> **Set exercise**:
Please update the items below by changing every "Keypoints" to "Points" and keeping all else as it is. Leave the pictures out of your answer.

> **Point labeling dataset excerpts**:

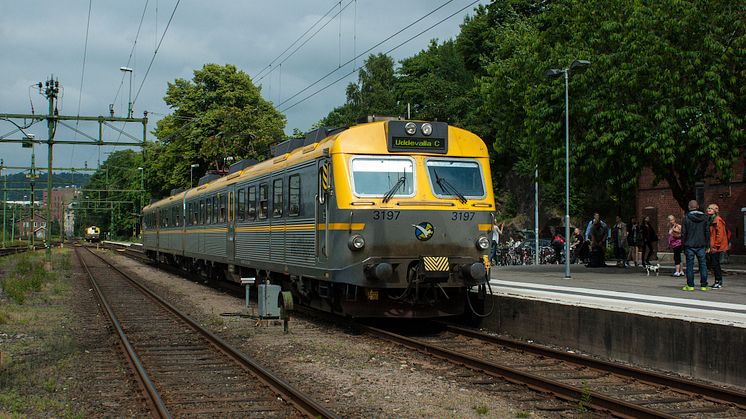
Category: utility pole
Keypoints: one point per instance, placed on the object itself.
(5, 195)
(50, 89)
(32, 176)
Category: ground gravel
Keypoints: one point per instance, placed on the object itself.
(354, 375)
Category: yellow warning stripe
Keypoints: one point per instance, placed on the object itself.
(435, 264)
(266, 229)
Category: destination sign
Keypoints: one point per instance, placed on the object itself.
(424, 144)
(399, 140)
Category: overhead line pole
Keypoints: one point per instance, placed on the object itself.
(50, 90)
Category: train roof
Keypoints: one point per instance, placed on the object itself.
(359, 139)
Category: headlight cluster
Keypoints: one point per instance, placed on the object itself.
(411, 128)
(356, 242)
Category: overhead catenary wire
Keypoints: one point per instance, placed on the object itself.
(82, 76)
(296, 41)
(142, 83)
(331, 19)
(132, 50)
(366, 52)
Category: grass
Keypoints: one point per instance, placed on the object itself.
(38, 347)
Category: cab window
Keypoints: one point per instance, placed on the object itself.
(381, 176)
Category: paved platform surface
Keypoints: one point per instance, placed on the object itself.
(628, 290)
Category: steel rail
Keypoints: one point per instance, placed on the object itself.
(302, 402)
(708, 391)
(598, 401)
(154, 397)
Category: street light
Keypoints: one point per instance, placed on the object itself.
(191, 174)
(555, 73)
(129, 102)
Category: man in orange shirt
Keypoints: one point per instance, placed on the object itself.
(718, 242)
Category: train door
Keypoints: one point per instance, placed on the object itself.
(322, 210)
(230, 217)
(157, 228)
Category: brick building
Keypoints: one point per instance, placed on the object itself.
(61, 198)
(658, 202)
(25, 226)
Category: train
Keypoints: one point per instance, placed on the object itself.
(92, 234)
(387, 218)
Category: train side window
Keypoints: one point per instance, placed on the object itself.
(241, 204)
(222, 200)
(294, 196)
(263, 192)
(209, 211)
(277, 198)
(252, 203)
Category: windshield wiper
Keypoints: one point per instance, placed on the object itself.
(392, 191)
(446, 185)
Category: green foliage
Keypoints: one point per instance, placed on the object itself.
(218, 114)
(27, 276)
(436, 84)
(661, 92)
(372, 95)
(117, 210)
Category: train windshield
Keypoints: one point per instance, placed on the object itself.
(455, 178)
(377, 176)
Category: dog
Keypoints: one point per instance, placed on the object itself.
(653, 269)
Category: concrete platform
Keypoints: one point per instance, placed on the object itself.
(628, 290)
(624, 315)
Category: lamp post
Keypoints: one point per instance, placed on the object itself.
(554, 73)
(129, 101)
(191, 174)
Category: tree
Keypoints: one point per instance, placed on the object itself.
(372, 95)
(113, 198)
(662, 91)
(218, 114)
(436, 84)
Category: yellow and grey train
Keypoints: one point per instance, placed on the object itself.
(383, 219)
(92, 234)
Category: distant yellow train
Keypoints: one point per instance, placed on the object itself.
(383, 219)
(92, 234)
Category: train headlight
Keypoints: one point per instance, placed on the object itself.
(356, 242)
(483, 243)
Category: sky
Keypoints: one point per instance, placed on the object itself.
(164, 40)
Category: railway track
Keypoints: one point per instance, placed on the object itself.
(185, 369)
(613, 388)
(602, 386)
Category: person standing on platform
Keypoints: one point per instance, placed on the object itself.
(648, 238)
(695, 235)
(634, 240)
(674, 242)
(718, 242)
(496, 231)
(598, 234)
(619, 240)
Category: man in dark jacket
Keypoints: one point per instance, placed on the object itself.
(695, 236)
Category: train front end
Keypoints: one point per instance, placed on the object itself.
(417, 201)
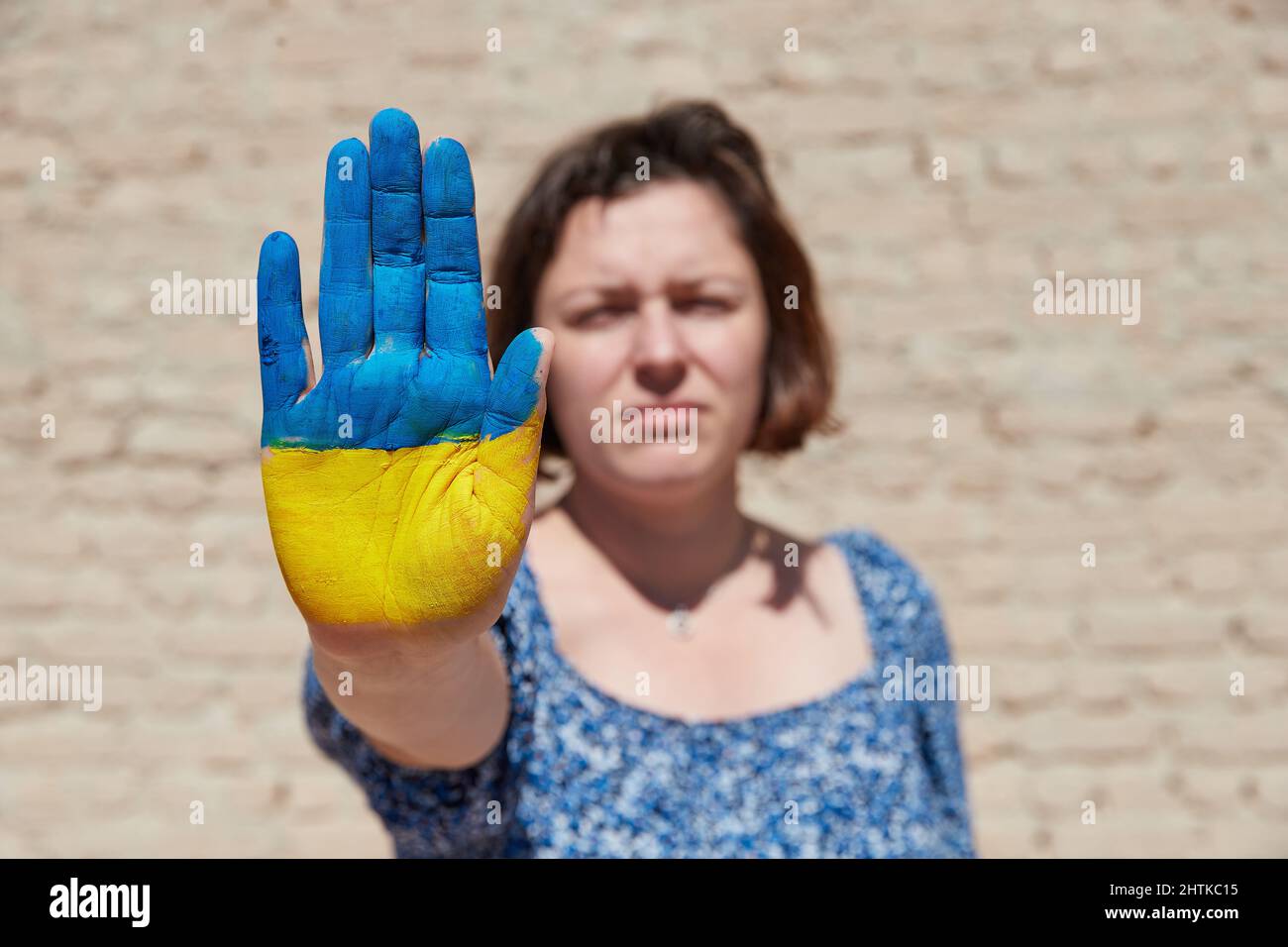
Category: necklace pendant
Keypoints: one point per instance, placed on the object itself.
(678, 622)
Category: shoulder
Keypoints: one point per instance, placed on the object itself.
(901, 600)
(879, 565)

> **Expected output**:
Category: utility pole
Points: one point per instance, placed on the object itself.
(5, 195)
(50, 89)
(32, 176)
Category: ground gravel
Points: one point per instance, placed on the object itself.
(354, 375)
Category: yellow warning stripe
Points: one point per instance, placed on the object itself.
(435, 264)
(266, 229)
Category: destination sign
Points: one point per instance, placed on the object itself.
(424, 144)
(399, 140)
Category: overhead line pole
Points: one point per instance, placed on the object itself.
(50, 90)
Category: train roof
Points: one point per instance, placed on the object itself.
(359, 139)
Category: headlight cluster
Points: one point per instance, placed on the object itself.
(411, 128)
(356, 242)
Category: overhead catenary wire
Points: one point per instance, placed on the object itself.
(82, 76)
(296, 41)
(142, 83)
(331, 19)
(132, 50)
(366, 52)
Category: grass
Points: one point per instance, placed on the object itself.
(38, 347)
Category: cab window
Points: one point per instance, placed on the object itself.
(381, 176)
Category: paved platform surface
Points: one point per instance, placed on the object itself.
(628, 290)
Category: steel rail
Points: one point per instance, placed on the object itself.
(302, 402)
(708, 391)
(598, 401)
(154, 397)
Category: street light
Points: one point per instance, placed on the object itself.
(191, 174)
(555, 73)
(129, 102)
Category: man in orange shirt
Points: one point per instance, placed on the object itself.
(718, 242)
Category: train door
Points: one point per instance, placed on the object itself.
(322, 210)
(230, 217)
(157, 228)
Category: brick building
Points: one point per instance, placed on the object itself.
(61, 198)
(658, 202)
(25, 226)
Category: train
Points: one point per instance, placed on the object itself.
(92, 234)
(387, 218)
Category: train side window
Points: one point per instance, placed on the object itself.
(241, 204)
(222, 200)
(294, 196)
(263, 192)
(209, 211)
(277, 198)
(252, 203)
Category: windshield wiper
Points: one point per instance, placed on the object itself.
(392, 191)
(446, 185)
Category: green foliage
Points: one point per instance, placed on the object itself.
(218, 114)
(27, 276)
(436, 84)
(661, 92)
(372, 95)
(117, 210)
Category: train windshield
Points: one point per instance, placed on the object itself.
(455, 178)
(377, 176)
Category: dog
Points: one point per instance, placed on the object itself.
(653, 269)
Category: concrete platform
Points: one point per instance, placed on the object itself.
(628, 290)
(624, 315)
Category: lamp post
Points: one point per instance, placed on the object itself.
(554, 73)
(129, 101)
(191, 174)
Category: tree
Points: one point per instance, placed on the object itself.
(372, 95)
(113, 198)
(662, 91)
(218, 114)
(436, 84)
Category: yellow and grey train
Points: one point per instance, placed on the object itself.
(383, 219)
(92, 234)
Category: distant yellow train
Points: one point per instance, placed on the object itself.
(383, 219)
(92, 234)
Category: train headlight
Points: one point per instance, placed on the object itself.
(356, 242)
(483, 243)
Category: sky
Points: one point per instance, placed on the object itself.
(164, 40)
Category: railway track
Points: one point per instance, placed on the object itself.
(185, 369)
(613, 388)
(602, 386)
Category: person standing on platform
Points: one point per instance, placed on the object itself.
(648, 238)
(695, 235)
(634, 240)
(674, 242)
(718, 242)
(496, 231)
(598, 234)
(619, 240)
Category: man in dark jacket
Points: one point per instance, placed on the object itself.
(695, 236)
Category: train front end
Points: one point per instance, placed on the object itself.
(417, 201)
Category: necklace pendant
Points: one point per instance, placed on the object itself.
(678, 622)
Category: shoulder
Points: one point per instance, placed on the object itself.
(901, 600)
(879, 565)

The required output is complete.